QUOTED TEXT:
# Topwaters



## bill (May 21, 2004)

Are going to be my main thing but some pens from time to time will be fun.
Thanks Bobby, I should be up and moving by this weekend and making dust.

I have a few I turned over at a friends home last week, I plan to paint them as they were my first try. I will also be ordering some nice wood and just stain a few topwaters, more for looks than use.


----------



## Tortuga (May 21, 2004)

Keep us posted, Bill...with PIX...I think it would be the coolest thing in the world to snag and box a beautiful 24 inch speck that you had caught yourself on a topwater that you had made yourself....IMHO


----------



## Mr. Breeze (Jan 6, 2005)

WHAT THE EXERCISE ASKS:
In the topwaters thread, what length of speck does Tortuga picture catching on a self-made topwater? Answer from the topwaters thread alone.

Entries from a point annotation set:
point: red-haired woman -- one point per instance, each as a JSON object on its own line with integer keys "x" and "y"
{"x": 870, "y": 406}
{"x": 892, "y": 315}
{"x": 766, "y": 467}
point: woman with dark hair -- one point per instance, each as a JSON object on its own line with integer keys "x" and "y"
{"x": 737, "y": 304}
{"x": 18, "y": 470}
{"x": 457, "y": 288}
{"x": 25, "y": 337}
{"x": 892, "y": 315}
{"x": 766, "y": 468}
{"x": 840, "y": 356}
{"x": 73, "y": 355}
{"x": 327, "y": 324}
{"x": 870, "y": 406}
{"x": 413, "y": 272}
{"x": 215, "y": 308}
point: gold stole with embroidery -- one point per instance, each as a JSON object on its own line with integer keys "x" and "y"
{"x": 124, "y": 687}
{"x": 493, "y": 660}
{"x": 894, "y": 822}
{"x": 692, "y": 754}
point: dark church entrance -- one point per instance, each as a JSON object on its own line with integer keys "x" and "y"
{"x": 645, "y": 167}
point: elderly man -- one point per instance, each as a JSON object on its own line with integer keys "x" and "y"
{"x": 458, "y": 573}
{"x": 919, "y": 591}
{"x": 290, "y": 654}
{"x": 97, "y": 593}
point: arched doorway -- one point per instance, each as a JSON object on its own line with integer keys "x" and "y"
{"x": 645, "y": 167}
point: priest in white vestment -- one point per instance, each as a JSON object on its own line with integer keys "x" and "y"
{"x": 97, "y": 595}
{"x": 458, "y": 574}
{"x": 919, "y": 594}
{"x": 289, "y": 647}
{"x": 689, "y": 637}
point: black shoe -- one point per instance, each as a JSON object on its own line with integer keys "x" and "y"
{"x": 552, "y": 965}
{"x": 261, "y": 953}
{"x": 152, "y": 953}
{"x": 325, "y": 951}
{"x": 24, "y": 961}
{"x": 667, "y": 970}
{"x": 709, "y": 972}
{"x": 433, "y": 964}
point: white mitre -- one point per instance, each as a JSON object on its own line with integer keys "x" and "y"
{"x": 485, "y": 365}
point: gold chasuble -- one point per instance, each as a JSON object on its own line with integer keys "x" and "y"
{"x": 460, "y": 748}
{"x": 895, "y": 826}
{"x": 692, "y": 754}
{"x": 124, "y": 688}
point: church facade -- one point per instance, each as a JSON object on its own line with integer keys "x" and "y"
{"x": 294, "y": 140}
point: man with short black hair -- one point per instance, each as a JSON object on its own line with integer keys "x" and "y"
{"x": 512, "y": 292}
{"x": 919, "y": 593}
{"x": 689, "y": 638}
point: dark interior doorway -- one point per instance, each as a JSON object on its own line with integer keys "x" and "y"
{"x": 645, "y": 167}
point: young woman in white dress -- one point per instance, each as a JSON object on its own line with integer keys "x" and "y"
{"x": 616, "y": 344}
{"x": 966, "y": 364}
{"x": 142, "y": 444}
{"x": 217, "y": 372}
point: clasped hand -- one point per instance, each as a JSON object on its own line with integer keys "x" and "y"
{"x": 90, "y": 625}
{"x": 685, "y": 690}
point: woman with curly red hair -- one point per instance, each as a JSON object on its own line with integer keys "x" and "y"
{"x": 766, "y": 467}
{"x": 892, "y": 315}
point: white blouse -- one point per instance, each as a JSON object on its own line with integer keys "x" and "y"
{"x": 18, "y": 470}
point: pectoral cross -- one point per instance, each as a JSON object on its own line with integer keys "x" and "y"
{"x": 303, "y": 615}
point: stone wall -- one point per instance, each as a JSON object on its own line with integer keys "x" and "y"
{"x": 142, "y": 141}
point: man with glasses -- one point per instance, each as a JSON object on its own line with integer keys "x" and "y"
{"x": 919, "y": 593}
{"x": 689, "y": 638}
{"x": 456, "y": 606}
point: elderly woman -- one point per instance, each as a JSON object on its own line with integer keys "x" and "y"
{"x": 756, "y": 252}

FINAL ANSWER:
24 inches.